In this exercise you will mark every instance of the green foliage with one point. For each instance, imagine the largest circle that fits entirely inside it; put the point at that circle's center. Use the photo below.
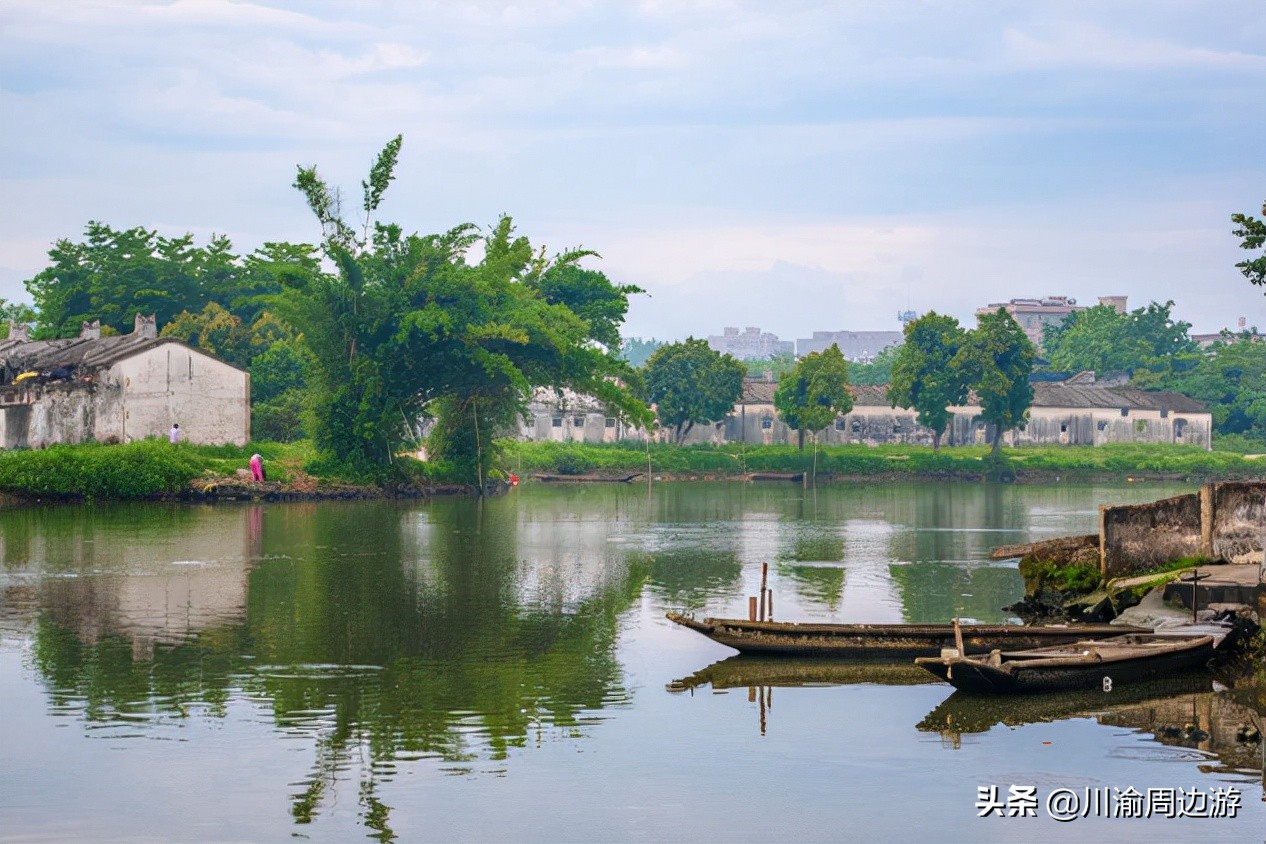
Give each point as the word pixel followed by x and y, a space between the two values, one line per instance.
pixel 690 382
pixel 879 371
pixel 924 375
pixel 408 328
pixel 814 392
pixel 776 365
pixel 1075 577
pixel 996 359
pixel 1229 378
pixel 1103 341
pixel 1252 233
pixel 636 351
pixel 138 470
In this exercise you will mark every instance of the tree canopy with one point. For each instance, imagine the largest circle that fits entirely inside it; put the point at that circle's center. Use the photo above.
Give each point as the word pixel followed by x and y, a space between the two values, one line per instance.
pixel 924 376
pixel 996 359
pixel 690 382
pixel 1252 233
pixel 407 327
pixel 1103 341
pixel 814 392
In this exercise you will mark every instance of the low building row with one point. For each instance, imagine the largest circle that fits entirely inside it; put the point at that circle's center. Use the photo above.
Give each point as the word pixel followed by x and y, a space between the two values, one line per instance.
pixel 1064 414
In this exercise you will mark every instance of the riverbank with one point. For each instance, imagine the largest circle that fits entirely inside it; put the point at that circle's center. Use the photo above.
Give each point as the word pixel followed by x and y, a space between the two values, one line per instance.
pixel 1027 465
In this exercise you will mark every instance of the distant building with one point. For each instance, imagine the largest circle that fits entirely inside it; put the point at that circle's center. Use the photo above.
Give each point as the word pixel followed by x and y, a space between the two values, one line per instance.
pixel 117 389
pixel 750 343
pixel 1036 314
pixel 855 346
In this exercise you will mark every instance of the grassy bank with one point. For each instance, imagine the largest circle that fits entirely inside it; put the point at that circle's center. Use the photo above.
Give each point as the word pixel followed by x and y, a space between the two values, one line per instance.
pixel 148 468
pixel 861 461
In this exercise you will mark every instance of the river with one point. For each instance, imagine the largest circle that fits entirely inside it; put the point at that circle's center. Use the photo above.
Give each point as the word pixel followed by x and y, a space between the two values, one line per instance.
pixel 503 671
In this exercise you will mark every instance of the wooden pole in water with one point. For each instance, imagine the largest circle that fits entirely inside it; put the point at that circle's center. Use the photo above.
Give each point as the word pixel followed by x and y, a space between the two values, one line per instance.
pixel 765 575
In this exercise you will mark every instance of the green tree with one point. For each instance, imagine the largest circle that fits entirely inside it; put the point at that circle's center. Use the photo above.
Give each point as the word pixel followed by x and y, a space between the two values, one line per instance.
pixel 1229 377
pixel 923 376
pixel 14 313
pixel 879 371
pixel 814 392
pixel 407 327
pixel 690 382
pixel 1252 234
pixel 996 359
pixel 637 351
pixel 1104 341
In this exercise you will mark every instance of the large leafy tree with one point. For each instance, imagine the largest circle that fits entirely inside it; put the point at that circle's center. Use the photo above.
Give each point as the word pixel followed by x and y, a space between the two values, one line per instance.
pixel 690 382
pixel 1104 341
pixel 924 376
pixel 1252 233
pixel 115 273
pixel 408 327
pixel 996 359
pixel 814 392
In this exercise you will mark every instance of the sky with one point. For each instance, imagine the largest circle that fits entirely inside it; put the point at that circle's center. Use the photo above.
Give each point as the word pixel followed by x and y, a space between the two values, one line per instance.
pixel 791 166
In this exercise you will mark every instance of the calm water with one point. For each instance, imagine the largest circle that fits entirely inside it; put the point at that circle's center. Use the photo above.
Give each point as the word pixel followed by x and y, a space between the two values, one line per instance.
pixel 503 671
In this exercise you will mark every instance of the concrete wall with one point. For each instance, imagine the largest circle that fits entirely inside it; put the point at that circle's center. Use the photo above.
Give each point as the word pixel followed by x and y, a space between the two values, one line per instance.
pixel 1136 538
pixel 175 384
pixel 1223 520
pixel 1233 520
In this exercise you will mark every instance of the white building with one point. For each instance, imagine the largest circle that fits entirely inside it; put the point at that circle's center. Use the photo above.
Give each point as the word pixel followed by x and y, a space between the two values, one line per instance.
pixel 117 390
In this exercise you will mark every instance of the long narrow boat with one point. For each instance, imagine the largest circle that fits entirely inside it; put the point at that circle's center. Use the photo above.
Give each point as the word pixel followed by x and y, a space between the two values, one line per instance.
pixel 1091 663
pixel 884 642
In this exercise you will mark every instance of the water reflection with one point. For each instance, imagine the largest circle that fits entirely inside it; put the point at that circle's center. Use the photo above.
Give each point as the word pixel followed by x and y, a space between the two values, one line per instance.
pixel 456 635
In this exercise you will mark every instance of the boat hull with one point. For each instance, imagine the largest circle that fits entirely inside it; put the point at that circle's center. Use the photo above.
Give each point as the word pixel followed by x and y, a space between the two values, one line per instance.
pixel 883 642
pixel 1060 672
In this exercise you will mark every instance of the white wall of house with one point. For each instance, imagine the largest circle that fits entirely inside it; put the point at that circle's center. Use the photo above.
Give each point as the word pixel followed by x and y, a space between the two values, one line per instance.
pixel 171 382
pixel 138 396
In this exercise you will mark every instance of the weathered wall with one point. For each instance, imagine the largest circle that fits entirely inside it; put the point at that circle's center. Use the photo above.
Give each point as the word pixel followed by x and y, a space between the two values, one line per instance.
pixel 1233 519
pixel 1134 538
pixel 62 411
pixel 174 384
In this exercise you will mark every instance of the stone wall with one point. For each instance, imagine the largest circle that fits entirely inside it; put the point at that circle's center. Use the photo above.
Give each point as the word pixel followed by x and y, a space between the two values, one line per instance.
pixel 1224 520
pixel 1134 538
pixel 1233 519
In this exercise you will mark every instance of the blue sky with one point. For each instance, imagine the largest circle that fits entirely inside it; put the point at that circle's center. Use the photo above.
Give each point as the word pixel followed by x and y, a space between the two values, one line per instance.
pixel 796 166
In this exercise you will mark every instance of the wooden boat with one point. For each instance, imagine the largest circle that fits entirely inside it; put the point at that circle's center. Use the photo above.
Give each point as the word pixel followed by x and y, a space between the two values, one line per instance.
pixel 745 671
pixel 1090 663
pixel 589 478
pixel 884 642
pixel 962 713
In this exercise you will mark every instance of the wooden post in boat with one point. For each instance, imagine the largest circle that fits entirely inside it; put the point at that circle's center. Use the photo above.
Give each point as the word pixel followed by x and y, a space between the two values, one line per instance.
pixel 765 576
pixel 1195 594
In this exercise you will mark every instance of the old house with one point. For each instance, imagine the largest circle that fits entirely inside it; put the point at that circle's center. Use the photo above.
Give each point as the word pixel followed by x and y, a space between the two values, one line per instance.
pixel 117 389
pixel 1067 413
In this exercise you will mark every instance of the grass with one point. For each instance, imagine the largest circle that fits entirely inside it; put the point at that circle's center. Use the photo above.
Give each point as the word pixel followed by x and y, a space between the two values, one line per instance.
pixel 967 461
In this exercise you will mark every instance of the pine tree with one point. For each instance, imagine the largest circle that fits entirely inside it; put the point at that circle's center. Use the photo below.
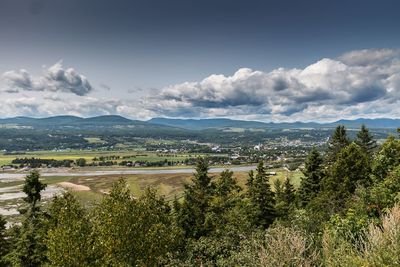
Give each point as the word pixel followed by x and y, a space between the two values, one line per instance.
pixel 262 199
pixel 32 188
pixel 311 182
pixel 29 248
pixel 337 142
pixel 197 196
pixel 4 242
pixel 351 168
pixel 289 193
pixel 365 140
pixel 279 188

|---|

**DESCRIPTION OF THE TASK:** Rewrite the entire listing above as a numbered list, omitting any blank lines and excluding the pictures.

**FINAL ANSWER:**
1. In this exercise you will mark every instance of the green foliage with one point. For each instance, imagine the largest circle that fits entirely inside it; put the point at that circle's center. Use the photo below.
2. Give each point as the word pixel followed by x and y, a space between the two values, one line per instance.
3. pixel 690 382
4. pixel 879 371
5. pixel 924 375
6. pixel 408 328
7. pixel 814 392
8. pixel 776 365
9. pixel 1075 577
10. pixel 996 359
11. pixel 1229 378
12. pixel 1103 341
13. pixel 1252 233
14. pixel 636 351
15. pixel 138 470
16. In this exercise you will mark every instance of the tree canopy with one point. For each instance, imagine the largest circle that fits entirely inside it; put the point at that circle's center. Use the photo above.
17. Give each point as the word pixel followed by x and y, a space between the two values, one line per instance.
18. pixel 924 376
19. pixel 996 359
20. pixel 690 382
21. pixel 1252 233
22. pixel 407 327
23. pixel 1103 341
24. pixel 814 392
25. In this exercise you will mark every instance of the low building row with one point. For each instance, imagine the largest circle that fits entirely inside it; put the point at that circle's center. Use the photo above.
26. Give each point as the word pixel followed by x and y, a space between the two values, one line per instance.
27. pixel 1064 414
28. In this exercise you will mark every instance of the riverbank with one point. For each instance, imagine the largest circle that fits entirely inside it; put the point at that circle's center. Use the photo above.
29. Give each point as the word pixel followed by x and y, a space between the two values, one line per instance.
30. pixel 1027 465
31. In this exercise you will mark every instance of the distant building with one point. For each instance, imagine the largest circle that fits entirely inside it; put the point at that circle's center. Use the photo above.
32. Give each point as the word pixel followed by x and y, a space between the two values, one line per instance.
33. pixel 117 389
34. pixel 750 343
35. pixel 1036 314
36. pixel 855 346
37. In this exercise you will mark every instance of the grassy bank with one point. For each instance, imagine the largest circle that fits entirely inside it; put the point at that circle's center. Use the photo above.
38. Give each point as the word pixel followed by x and y, a space between the two values, one line per instance.
39. pixel 148 468
40. pixel 861 461
41. In this exercise you will mark every instance of the river with one point. For each instance, imagine the largest circle that fits entirely inside it; put the point at that circle's center. Use the photo above.
42. Give each point as the word pixel followed by x and y, a space between the two values, one line per instance.
43. pixel 503 671
44. In this exercise you will mark every instance of the wooden pole in water with one point. For each instance, imagine the largest circle that fits entirely inside it; put the point at that circle's center. Use the photo above.
45. Give each point as the word pixel followed by x and y, a space between the two values, one line per instance.
46. pixel 765 575
47. In this exercise you will mark every instance of the green tree with one point. For each instance, imagine the largest circle that fits entirely inside it; put the point at that circle's center. Use the photo above.
48. Give each point as the word pixel followed by x and y, a space between the two values, one line per instance.
49. pixel 1229 377
50. pixel 923 376
51. pixel 14 313
52. pixel 879 371
53. pixel 814 392
54. pixel 407 327
55. pixel 690 382
56. pixel 1252 234
57. pixel 996 359
58. pixel 637 351
59. pixel 1104 341
60. In this exercise you will mark every instance of the large leafy tree with one point. For each instance, imagine the largest circle that fits entirely inside it; put the point at that circle's center. Use the photo above.
61. Give each point as the word pixel followed by x and y, a space between the two values, one line per instance.
62. pixel 690 382
63. pixel 1104 341
64. pixel 924 376
65. pixel 1252 233
66. pixel 115 273
67. pixel 408 327
68. pixel 996 359
69. pixel 814 392
70. In this exercise you will mark every instance of the sky with one point. For each instance, imagine the largest circle that fits entirely inside it; put the point at that circle's center. Use the photo above.
71. Give each point as the word pixel followed by x and y, a space between the two values, one line per instance.
72. pixel 791 166
73. In this exercise you will mark every instance of the calm water with one point. For each instance, imagine the largest circle that fits entirely inside it; put the point at that circle's center. Use the photo above.
74. Give each point as the word pixel followed by x and y, a space between the two values, one line per instance.
75. pixel 503 671
76. In this exercise you will mark every instance of the concrete wall with one point. For each instance, imagine the largest circle that fits entirely inside it; put the point at that circle's center. Use the photo above.
77. Give each point as the word pixel followed by x and y, a space between the two values, one line per instance.
78. pixel 1136 538
79. pixel 175 384
80. pixel 1223 520
81. pixel 1233 520
82. In this exercise you will mark every instance of the white building with one point. For each instance, imagine the largest circle that fits entirely inside it; put the point at that circle's center. Use the photo above.
83. Give each point as the word pixel followed by x and y, a space between the two values, one line per instance.
84. pixel 117 390
85. In this exercise you will mark every instance of the long narrow boat with one point. For each instance, imagine the largest circle that fits entirely inside it; put the point at that circle's center. Use the photo above.
86. Give each point as the word pixel followed by x and y, a space between the two values, one line per instance.
87. pixel 1091 663
88. pixel 884 642
89. In this exercise you will mark every instance of the water reflection with one point. For each instance, imagine the largest circle that fits entirely inside it; put the point at that circle's center. Use the photo above.
90. Give each point as the word pixel followed by x and y, a space between the two values, one line per instance.
91. pixel 456 635
92. In this exercise you will mark every instance of the boat hull with one point. For each instance, imagine the largest circle that fits entirely inside it; put the point at that circle's center. Use the photo above.
93. Give each point as the word pixel followed by x and y, a space between the two values, one line per instance.
94. pixel 883 642
95. pixel 1060 672
96. In this exercise you will mark every instance of the white wall of house with one point. For each instance, imagine the largest circle that fits entirely inside it; put the point at that circle's center. Use the photo above.
97. Give each point as the word pixel followed by x and y, a space between the two values, one line per instance.
98. pixel 171 382
99. pixel 138 396
100. In this exercise you will mark every instance of the weathered wall with one point. For each instance, imagine the largest circle that fits entirely inside it; put the point at that circle's center. Use the photo above.
101. Give each point as the word pixel followed by x and y, a space between the two values, one line per instance.
102. pixel 1233 519
103. pixel 1134 538
104. pixel 62 411
105. pixel 174 384
106. In this exercise you will mark every instance of the stone wall with one point. For each instance, imagine the largest circle that fits entirely inside it; put the point at that circle's center. Use the photo above.
107. Give each point as the word pixel followed by x and y, a space between the two values, one line per instance.
108. pixel 1224 520
109. pixel 1134 538
110. pixel 1233 519
111. In this exercise you will mark every instance of the blue sky with one point. For each instance, imagine the largest circle that fits entirely inside it; put the point at that circle's center. Use the photo above.
112. Give each point as the word pixel followed by x and y, a space between the two values, one line per instance.
113. pixel 796 166
114. In this exercise you will mark every instance of the wooden boat with one point. For each instance, imagine the largest circle that fits entirely inside it; put the point at that circle's center. Use the photo above.
115. Give each point as the word pixel followed by x and y, a space between the two values, one line per instance.
116. pixel 745 671
117. pixel 1090 663
118. pixel 589 478
119. pixel 884 642
120. pixel 962 713
121. In this exercise you will mark every instance of the wooden post in boat with one point. For each instance, imagine the largest circle that fits entirely inside it; put the point at that circle's center. Use the photo above.
122. Give each point as the word pixel followed by x and y, a space between the two values, one line per instance.
123. pixel 765 576
124. pixel 1195 594
125. In this exercise you will mark every instance of the old house with one point. For each instance, imagine the largest circle that fits entirely inside it; put the point at that circle's center. Use the photo above.
126. Give each point as the word pixel followed by x and y, a space between the two values, one line per instance.
127. pixel 117 389
128. pixel 1067 413
129. In this exercise you will mark every instance of the grass with one point. For each instance, imagine the largest circle that fits entirely inside it; put the point at that circle's center. Use the photo above.
130. Give each point as the word pixel followed by x and y, a space between the two values, one line per instance.
131. pixel 967 461
132. In this exercise you will mark every instance of the pine tree with one point. For each instance, imagine the largest circle that fits entirely inside it; put the point at that circle's center. Use the photo below.
133. Give each point as the word pixel followed by x and y, a space between the two values, one line per instance.
134. pixel 262 199
135. pixel 32 188
136. pixel 311 182
137. pixel 29 248
138. pixel 337 142
139. pixel 197 196
140. pixel 4 242
141. pixel 351 168
142. pixel 289 193
143. pixel 365 140
144. pixel 279 188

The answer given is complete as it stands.